■ **TASK DIRECTIONS**
Can you copy the material word for word, everything from the line containing "Pin each instance of the hazy" down to the line containing "column 170, row 543", with both of those lines included?

■ **INPUT FOR THIS TASK**
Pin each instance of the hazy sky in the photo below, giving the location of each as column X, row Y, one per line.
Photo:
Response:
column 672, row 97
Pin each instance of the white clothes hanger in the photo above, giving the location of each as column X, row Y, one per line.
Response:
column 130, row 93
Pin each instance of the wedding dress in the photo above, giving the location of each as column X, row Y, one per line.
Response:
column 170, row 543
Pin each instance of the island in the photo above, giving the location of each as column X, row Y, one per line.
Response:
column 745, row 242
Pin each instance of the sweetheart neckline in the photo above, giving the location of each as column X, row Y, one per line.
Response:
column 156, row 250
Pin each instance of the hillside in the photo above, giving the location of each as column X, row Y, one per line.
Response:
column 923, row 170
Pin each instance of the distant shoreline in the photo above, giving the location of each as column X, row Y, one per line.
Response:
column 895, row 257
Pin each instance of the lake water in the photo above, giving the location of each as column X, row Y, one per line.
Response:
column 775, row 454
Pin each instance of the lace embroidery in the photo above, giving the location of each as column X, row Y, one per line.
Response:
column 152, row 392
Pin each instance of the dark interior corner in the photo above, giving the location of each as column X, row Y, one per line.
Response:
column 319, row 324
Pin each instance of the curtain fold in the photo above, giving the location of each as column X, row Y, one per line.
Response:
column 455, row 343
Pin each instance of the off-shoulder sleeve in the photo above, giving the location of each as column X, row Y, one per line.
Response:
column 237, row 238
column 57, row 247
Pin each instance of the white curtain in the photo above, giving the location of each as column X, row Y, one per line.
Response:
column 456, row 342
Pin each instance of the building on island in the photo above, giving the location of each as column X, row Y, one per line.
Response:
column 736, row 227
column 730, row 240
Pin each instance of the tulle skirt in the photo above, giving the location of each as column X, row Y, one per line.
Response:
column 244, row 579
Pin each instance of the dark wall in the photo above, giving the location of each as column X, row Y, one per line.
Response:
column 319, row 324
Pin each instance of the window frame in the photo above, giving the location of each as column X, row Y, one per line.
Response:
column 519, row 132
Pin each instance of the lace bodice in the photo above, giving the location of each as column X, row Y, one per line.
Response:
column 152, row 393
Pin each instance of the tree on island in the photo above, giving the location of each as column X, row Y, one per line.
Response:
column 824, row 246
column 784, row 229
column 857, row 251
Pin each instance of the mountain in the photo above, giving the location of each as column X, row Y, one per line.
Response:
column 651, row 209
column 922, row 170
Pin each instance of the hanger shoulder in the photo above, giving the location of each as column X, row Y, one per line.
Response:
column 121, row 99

...

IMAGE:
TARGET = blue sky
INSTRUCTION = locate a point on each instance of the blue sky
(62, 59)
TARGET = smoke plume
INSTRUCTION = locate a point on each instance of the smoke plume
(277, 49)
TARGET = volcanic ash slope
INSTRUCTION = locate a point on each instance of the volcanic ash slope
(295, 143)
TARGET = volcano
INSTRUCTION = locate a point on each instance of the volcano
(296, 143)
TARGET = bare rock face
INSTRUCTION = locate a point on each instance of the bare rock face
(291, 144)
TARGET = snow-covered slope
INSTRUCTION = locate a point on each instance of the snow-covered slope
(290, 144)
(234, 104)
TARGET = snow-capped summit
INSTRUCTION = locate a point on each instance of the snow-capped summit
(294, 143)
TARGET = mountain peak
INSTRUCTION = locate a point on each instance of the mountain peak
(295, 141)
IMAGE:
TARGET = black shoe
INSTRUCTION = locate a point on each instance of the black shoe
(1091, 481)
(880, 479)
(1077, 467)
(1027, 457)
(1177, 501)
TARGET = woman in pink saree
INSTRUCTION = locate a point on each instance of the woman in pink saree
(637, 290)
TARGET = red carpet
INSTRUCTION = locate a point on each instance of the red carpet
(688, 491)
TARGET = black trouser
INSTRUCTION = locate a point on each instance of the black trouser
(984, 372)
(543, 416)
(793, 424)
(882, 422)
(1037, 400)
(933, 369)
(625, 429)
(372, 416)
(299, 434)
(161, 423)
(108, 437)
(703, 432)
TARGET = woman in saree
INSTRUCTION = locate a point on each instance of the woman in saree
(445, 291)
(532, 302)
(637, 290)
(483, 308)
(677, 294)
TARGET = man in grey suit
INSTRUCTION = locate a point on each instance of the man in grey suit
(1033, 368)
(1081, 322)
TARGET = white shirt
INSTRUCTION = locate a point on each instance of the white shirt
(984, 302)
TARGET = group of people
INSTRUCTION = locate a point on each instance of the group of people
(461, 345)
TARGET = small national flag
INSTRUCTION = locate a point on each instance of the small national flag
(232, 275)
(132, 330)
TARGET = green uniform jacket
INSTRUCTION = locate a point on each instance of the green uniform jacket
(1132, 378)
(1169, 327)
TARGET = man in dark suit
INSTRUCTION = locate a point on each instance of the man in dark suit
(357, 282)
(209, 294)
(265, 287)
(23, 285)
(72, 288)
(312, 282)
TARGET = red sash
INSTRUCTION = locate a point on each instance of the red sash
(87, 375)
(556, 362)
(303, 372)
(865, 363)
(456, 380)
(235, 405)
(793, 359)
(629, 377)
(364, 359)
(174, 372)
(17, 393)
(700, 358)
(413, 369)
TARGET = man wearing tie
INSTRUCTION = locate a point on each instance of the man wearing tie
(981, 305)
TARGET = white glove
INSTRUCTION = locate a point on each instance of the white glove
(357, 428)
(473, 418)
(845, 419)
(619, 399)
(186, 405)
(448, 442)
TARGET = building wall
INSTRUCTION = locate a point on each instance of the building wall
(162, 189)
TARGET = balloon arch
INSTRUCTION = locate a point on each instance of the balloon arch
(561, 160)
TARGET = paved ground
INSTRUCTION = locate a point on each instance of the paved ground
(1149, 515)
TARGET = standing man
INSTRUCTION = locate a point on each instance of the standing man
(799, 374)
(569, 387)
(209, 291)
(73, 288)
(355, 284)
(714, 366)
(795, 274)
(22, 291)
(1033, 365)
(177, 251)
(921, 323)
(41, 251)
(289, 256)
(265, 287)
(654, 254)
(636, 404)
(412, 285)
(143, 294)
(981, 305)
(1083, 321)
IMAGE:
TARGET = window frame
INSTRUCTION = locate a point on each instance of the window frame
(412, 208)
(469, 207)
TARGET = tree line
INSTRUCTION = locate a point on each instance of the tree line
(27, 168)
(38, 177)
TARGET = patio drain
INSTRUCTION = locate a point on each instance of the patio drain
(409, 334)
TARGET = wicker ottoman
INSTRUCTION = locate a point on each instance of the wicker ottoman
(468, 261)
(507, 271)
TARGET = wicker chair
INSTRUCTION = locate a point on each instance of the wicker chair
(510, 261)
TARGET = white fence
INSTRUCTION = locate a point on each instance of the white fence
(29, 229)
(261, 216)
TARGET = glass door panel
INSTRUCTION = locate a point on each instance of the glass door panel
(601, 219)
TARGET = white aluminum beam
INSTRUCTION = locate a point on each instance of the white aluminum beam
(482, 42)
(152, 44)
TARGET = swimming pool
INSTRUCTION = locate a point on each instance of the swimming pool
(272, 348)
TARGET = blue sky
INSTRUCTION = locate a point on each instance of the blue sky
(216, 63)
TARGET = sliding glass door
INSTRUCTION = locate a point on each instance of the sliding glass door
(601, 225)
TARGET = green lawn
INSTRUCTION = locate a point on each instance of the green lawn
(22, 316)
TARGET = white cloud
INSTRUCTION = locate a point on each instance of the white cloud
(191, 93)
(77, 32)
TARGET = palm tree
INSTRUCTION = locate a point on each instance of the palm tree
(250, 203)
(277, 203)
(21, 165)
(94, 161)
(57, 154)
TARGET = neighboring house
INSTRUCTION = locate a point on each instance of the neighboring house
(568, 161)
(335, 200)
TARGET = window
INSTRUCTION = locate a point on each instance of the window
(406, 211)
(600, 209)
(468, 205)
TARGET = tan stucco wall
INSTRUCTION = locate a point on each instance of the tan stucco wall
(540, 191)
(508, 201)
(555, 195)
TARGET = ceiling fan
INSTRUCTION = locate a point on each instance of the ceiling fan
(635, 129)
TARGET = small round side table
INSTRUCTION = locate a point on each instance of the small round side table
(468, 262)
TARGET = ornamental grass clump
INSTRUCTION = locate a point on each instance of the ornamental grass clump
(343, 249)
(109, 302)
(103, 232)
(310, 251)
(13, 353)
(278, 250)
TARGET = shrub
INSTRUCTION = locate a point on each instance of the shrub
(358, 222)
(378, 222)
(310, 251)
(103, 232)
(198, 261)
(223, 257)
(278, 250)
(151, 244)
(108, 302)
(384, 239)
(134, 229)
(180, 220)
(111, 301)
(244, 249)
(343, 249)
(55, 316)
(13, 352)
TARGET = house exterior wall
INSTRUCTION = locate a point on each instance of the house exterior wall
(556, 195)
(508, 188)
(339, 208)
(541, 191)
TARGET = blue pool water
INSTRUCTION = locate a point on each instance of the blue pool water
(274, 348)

■ **CORRECT OUTPUT**
Pin each instance of the hazy sky in the photo below, giving the location of each as column X, row Y, one per line.
Photo:
Response:
column 672, row 97
Pin each instance of the white clothes hanger in the photo above, giving the location of each as column X, row Y, one per line.
Response:
column 130, row 93
Pin each instance of the wedding dress in the photo above, giving the location of each as column X, row Y, one per line.
Response:
column 170, row 543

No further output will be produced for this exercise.